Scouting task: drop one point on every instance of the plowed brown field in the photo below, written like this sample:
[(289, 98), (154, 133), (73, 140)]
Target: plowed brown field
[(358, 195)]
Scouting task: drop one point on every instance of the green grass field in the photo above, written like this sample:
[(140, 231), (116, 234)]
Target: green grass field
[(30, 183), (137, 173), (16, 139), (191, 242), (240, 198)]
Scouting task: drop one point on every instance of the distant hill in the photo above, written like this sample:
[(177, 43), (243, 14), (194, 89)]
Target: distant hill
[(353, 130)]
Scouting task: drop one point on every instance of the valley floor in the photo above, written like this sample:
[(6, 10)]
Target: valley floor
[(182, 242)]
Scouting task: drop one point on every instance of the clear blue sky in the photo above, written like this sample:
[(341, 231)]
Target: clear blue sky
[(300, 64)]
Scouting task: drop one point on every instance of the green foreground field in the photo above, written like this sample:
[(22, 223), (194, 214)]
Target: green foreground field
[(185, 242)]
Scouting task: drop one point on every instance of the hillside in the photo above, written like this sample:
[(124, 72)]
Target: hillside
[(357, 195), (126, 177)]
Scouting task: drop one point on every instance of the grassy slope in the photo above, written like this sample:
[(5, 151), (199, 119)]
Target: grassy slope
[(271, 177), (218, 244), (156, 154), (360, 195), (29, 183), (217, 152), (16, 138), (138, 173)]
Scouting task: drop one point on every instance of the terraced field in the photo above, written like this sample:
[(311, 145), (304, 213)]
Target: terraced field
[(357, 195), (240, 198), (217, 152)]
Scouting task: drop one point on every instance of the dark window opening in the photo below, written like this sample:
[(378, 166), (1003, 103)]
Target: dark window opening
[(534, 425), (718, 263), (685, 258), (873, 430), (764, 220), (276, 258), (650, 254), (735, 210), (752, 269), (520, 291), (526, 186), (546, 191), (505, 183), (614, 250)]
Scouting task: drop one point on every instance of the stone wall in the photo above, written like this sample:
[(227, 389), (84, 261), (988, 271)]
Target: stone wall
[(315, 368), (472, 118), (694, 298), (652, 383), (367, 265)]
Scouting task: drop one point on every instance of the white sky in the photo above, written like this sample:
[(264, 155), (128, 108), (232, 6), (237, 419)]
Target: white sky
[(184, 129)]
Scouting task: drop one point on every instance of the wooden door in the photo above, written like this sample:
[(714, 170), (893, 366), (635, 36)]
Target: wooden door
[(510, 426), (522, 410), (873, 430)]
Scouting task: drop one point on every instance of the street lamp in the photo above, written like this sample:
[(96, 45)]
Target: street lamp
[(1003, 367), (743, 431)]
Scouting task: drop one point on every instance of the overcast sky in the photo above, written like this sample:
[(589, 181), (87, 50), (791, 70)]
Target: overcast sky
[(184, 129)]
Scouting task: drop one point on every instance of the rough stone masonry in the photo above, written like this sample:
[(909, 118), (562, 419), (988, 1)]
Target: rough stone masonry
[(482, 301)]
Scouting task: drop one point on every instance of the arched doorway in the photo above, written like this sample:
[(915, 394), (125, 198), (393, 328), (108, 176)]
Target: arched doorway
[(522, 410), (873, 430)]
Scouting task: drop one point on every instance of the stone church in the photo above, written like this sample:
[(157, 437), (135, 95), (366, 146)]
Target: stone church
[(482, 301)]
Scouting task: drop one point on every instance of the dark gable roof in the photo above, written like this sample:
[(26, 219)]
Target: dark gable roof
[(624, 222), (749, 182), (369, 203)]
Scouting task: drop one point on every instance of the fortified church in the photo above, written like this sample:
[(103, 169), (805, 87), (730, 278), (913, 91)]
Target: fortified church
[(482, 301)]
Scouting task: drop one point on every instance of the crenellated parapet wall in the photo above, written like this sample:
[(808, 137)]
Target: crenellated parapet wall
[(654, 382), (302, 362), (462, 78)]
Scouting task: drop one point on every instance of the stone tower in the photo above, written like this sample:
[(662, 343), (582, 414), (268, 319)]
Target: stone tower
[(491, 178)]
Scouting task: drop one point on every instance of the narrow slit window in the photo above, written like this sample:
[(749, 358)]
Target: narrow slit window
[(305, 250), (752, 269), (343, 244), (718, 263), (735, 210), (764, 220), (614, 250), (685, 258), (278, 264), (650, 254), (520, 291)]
########################################
EXERCISE OBJECTIVE: Set down all of the entries again, keeping every line exactly as it is.

EXERCISE ANSWER:
Scouting task: drop one point on every instance of the plowed brown field in the photo below, written like this sample:
[(289, 98), (154, 133), (73, 140)]
Target: plowed brown field
[(358, 195)]
Scouting task: drop one point on every instance of the green grass field in the photo above, written like this sample:
[(140, 231), (116, 234)]
Target: green grass field
[(30, 183), (137, 173), (16, 139), (191, 242), (240, 198)]
Scouting task: drop one point on every instance of the distant hill in the photo above, written like this sample:
[(177, 43), (243, 14), (194, 89)]
Target: distant hill
[(353, 130)]
Scouting task: drop one point on every instance of the valley floor in the photo above, written like this sample:
[(6, 10)]
Target: valley floor
[(182, 242)]
Scouting task: drop one point on every instance of the clear blue sky in the photo above, written like this sample:
[(341, 231)]
Target: clear blue sky
[(300, 64)]
Scouting task: drop one point on every instance of the green foreground field in the photo above, written like this sample:
[(22, 223), (194, 214)]
Target: green foreground field
[(185, 242)]
Scouting task: drop one point on every instance of the hillside in the photo above, written like this sample:
[(124, 72)]
Target: hillside
[(357, 195), (126, 177)]
Scouting task: drop one point on every instance of the grassy slope in the photo above, written like this sample:
[(5, 151), (199, 119)]
Target: grassy slope
[(271, 177), (218, 244), (156, 154), (360, 195), (29, 183), (217, 152), (16, 138), (138, 173)]
Scouting task: drop one point on every instance of the terraced field in the photo above, written like this sample:
[(311, 145), (304, 213)]
Target: terraced field
[(357, 195), (240, 198), (217, 152)]
Scouting task: drop one point on every instance of the dark window opening in the photo below, written like this sample:
[(378, 166), (1003, 103)]
Target: dark window opening
[(534, 425), (718, 263), (685, 258), (873, 430), (764, 220), (276, 258), (650, 254), (735, 210), (752, 269), (520, 291), (526, 186), (546, 191), (505, 183), (614, 250)]
Scouting task: drop one point on every instance of the stone wall in the photo above, written like this sample:
[(227, 389), (84, 261), (988, 271)]
Target: stone wall
[(315, 368), (472, 118), (694, 298), (652, 383), (367, 265)]
Scouting task: drop one point on every instance of the white sky in the photo above, written like this sample:
[(264, 155), (128, 108), (232, 6), (237, 419)]
Target: white sky
[(184, 129)]
Scouting task: drop one point on every instance of the wooden door in the photo above, written like this sample:
[(714, 170), (893, 366), (635, 36)]
Target: wooden door
[(510, 426), (522, 410), (873, 430)]
Scouting task: drop one point on every instance of the street lamp in the photo above, written like this sample:
[(96, 45)]
Target: street lamp
[(1003, 367), (743, 431)]
Scouting task: drop one point on every instance of the overcast sky in the photo above, written like this sample:
[(589, 181), (87, 50), (791, 70)]
Target: overcast sky
[(184, 129)]
Scouting task: drop one point on every instance of the rough stone masonry in the photo above, written like this sample:
[(909, 118), (562, 419), (988, 1)]
Target: rough stone masonry
[(482, 301)]
Scouting task: drop one point on every instance of the arched doorway in the photo above, written like this sample:
[(915, 394), (125, 198), (393, 328), (108, 176)]
Target: arched doorway
[(522, 410), (873, 430)]
Scouting task: drop one point on every instance of the stone church in the photo above, written like this sample:
[(157, 437), (135, 95), (366, 146)]
Target: stone church
[(482, 301)]
Scouting task: drop one point on every instance of the dark gable roof in the photo above, written like this sample:
[(26, 219)]
Target: dark gable roof
[(624, 222), (749, 182), (369, 203)]
Scouting task: drop one point on every instance of the fortified church in the photo above, written like this sample:
[(103, 169), (805, 87), (730, 278), (913, 91)]
Target: fortified church
[(482, 301)]
Scouting task: drop one point on every instance of the crenellated parapet wall in the photo above, written like this sample:
[(808, 137)]
Target: crenellated parapet wall
[(654, 382), (302, 362), (462, 78)]
Scouting task: drop one point on every instance of the stone tower in the photo above, written like this sample:
[(662, 343), (582, 414), (268, 319)]
Target: stone tower
[(491, 178)]
Scouting task: drop one point on every instance of the narrow slit window in the photo above, written like this sample:
[(749, 358)]
Target: narrow slit window
[(305, 250), (752, 269), (343, 244), (718, 263), (735, 210), (764, 220), (614, 250), (685, 258), (278, 264), (650, 254), (520, 291)]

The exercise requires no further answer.